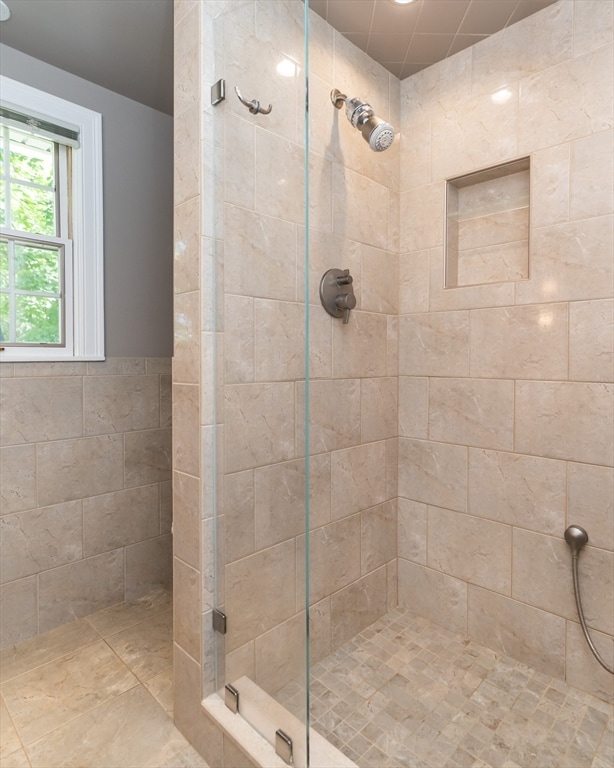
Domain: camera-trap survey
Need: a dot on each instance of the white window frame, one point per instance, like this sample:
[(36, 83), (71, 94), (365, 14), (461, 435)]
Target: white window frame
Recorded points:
[(84, 278)]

• What this task involves
Reproduce every line of the records except the pictures, keeping the requests as they are, and add 142 to each coordinate in the recorded points.

• Task answer
Domain: camera-trap survey
Need: a dot on each instance of the white window frame, one point per instance, like this sample:
[(36, 83), (71, 94), (365, 14), (461, 435)]
Target: white window frame
Recorded points:
[(226, 420)]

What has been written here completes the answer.